◆ SOURCE DOCUMENT ◆
——————————

- Born: 8 December 1944
- Died: 18 June 2009 (aged 64)
- Education: Leeds Medical School
- Medical career
- Profession: physician, academic
- Field: paediatrician
- Sub-specialties: community paediatrics, child abuse

= Jane Wynne =

English paediatrician

Jane Margery Wynne FRCP (8 December 1944 – 18 June 2009) was an English community paediatrician. An authority on child abuse and handicap, she lectured at the University of Leeds and ran courses teaching paediatricians to identify signs of abuse.

==Early life==
Wynne was born in 1944 in Leicester to Margaret, a head teacher and John Wynne, a lecturer in agricultural economics. When her family moved to Leeds, she attended Lawnswood School. She went on to study at the Leeds School of Medicine receiving an MB ChB in 1969.

==Career==
Wynne held house posts at St James's University Hospital in Leeds from 1972 to 1973. She moved to Nottingham in 1975 to train in paediatrics; in 1976, she became a senior registrar at King's College London and the Royal Alexandra Hospital for Sick Children in Brighton. She married Simon Currie, a neurologist, in 1976 and they moved together back to Leeds, where Wynne was appointed lecturer in the medical school's paediatrics department and ran a clinic for handicapped children. She began working with Michael Buchanan, a senior lecturer at the university and an expert in child abuse. She was promoted to a consultant community paediatrician at Leeds General Infirmary in 1984.

Wynne and her colleague Christopher Hobbs ran courses in Leeds that taught other paediatricians to identify signs of child abuse. They published two papers on sexual abuse in children in The Lancet in 1986 and 1987, and they founded the Child Protection Special Interest Group in 1988. Wynne and Hobbs were held partly responsible in the 1987 Cleveland child abuse scandal, since one of the involved paediatricians had attended their course in Leeds, but Elizabeth Butler-Sloss, who chaired the enquiry, ultimately voiced her support for Wynne and Hobbs' methods. They co-authored two textbooks, Child Abuse and Neglect: A Clinician's Handbook (1999) and Physical Signs of Child Abuse: A Colour Atlas (2001), and contributed a chapter to Forfar and Arneil's Textbook of Pediatrics in 2003.

Wynne was elected Fellow of the Royal College of Physicians in 1991 and was later made an honorary fellow of the Royal College of Paediatrics and Child Health. She received an honorary doctorate from Leeds Metropolitan University in 1994 and was made an honorary trustee of the National Society for the Prevention of Cruelty to Children in 2003.

==Later life==
Wynne was diagnosed with Parkinson's disease in 1990. She retired from clinical practice in 1999. She continued to teach until 2003, when she underwent heart surgery to repair medication-induced damage to her heart valves. She died on 18 June 2009 from multi-system failure.

——————————

◆ MATERIAL SUPPLIED ◆
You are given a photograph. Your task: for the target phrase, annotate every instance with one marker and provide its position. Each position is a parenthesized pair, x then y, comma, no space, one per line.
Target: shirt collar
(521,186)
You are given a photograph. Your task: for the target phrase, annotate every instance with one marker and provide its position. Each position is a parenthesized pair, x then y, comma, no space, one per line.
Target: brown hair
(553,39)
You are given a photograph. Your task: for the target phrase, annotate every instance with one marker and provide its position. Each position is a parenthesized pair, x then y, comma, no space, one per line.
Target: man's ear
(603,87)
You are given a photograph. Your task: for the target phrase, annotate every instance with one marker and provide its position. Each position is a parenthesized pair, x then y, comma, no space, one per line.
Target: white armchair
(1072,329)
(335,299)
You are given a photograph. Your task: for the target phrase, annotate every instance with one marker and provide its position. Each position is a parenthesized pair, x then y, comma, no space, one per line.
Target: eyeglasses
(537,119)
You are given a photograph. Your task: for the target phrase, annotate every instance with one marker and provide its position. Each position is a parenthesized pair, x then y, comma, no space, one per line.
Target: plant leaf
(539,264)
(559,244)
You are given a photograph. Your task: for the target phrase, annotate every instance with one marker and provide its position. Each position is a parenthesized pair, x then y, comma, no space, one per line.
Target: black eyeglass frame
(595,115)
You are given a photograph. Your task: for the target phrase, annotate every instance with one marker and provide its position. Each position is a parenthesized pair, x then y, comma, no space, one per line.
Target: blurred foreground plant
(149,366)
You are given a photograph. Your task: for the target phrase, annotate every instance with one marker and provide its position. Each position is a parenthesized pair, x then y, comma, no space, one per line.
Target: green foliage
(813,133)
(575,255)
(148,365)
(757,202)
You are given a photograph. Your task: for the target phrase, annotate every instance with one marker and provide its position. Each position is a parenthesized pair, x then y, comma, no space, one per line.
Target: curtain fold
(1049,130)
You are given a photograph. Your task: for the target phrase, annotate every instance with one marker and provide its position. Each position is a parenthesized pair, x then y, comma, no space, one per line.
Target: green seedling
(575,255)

——————————

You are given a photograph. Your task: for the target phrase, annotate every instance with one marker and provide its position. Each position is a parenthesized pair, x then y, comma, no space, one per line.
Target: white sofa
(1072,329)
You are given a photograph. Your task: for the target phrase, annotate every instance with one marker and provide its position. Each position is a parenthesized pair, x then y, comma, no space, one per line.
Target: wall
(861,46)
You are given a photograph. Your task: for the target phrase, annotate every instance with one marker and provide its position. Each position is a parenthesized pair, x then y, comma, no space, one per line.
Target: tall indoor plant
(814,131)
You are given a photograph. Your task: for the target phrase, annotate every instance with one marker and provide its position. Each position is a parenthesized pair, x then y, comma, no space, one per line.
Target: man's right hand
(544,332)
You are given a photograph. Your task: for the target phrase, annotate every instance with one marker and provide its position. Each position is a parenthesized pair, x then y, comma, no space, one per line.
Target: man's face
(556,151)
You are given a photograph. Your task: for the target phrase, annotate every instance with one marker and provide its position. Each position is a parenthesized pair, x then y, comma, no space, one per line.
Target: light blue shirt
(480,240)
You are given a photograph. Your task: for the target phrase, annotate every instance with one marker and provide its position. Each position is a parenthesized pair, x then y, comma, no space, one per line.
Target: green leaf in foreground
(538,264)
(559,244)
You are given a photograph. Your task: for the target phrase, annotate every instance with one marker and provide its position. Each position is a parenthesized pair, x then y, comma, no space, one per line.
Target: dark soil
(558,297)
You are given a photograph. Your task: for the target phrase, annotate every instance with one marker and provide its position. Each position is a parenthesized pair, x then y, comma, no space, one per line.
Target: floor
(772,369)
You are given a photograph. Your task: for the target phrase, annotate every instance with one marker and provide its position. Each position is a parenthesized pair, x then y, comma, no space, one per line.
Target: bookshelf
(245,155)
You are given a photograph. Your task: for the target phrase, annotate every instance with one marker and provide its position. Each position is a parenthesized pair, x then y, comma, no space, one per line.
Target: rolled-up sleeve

——————————

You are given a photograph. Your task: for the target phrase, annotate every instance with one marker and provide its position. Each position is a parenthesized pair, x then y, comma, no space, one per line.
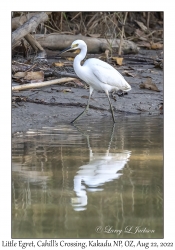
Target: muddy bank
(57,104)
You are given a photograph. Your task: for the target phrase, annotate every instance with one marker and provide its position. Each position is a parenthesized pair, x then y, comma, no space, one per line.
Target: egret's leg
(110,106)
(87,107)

——————————

◆ WORK INSTRUCTIONS ◆
Using the Jane Wynne biography, list every fellowship, honorary title, or honorary degree she received, with the year where the text gives one.

◆ EXPECTED ANSWER ◆
- Fellow of the Royal College of Physicians (1991)
- Honorary fellow of the Royal College of Paediatrics and Child Health (no year given)
- Honorary doctorate from Leeds Metropolitan University (1994)
- Honorary trustee of the National Society for the Prevention of Cruelty to Children (2003)